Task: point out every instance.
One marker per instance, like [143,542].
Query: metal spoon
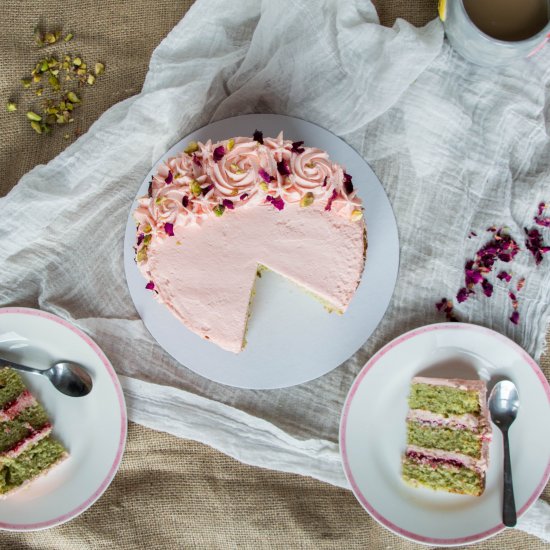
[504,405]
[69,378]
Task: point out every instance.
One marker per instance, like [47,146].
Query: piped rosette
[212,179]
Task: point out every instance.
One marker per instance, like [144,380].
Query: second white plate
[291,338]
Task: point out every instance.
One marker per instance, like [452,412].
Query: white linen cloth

==

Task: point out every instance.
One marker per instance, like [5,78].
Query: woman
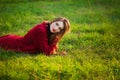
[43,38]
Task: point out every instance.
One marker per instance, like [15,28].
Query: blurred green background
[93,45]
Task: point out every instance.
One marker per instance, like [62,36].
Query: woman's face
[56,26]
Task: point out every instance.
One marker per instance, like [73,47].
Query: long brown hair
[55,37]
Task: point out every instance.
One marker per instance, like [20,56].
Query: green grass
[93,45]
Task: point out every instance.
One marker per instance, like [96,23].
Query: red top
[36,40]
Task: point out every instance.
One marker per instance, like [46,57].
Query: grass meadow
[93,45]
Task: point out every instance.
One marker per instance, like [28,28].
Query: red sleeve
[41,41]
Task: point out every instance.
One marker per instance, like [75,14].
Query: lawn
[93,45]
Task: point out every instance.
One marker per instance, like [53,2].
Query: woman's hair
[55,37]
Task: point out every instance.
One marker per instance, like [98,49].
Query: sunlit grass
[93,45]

==

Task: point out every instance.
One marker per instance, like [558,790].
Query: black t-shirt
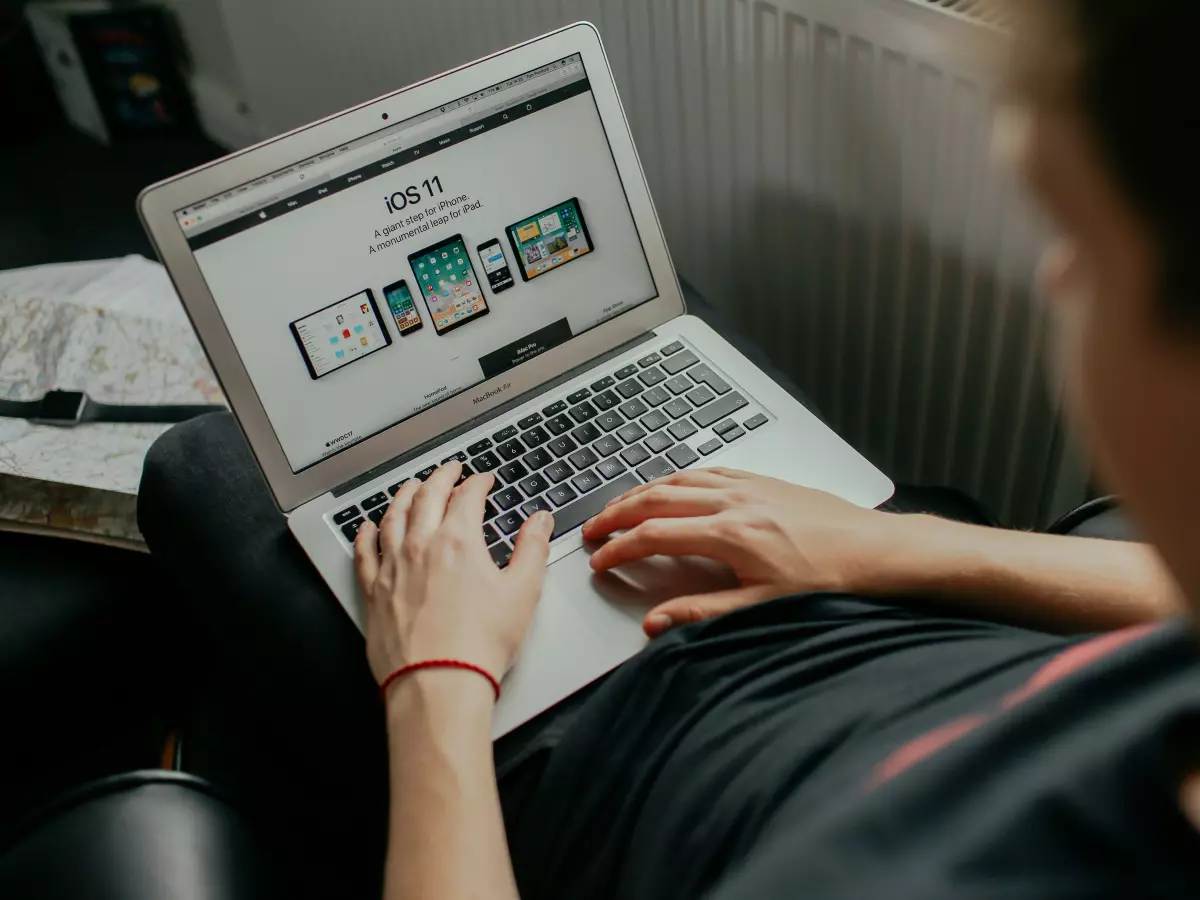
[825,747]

WHAT IS REQUIRED –
Count the lines in the records above that contain the string "woman", matching case exactly. Reply with only the number.

ANSWER TO THE TASK –
3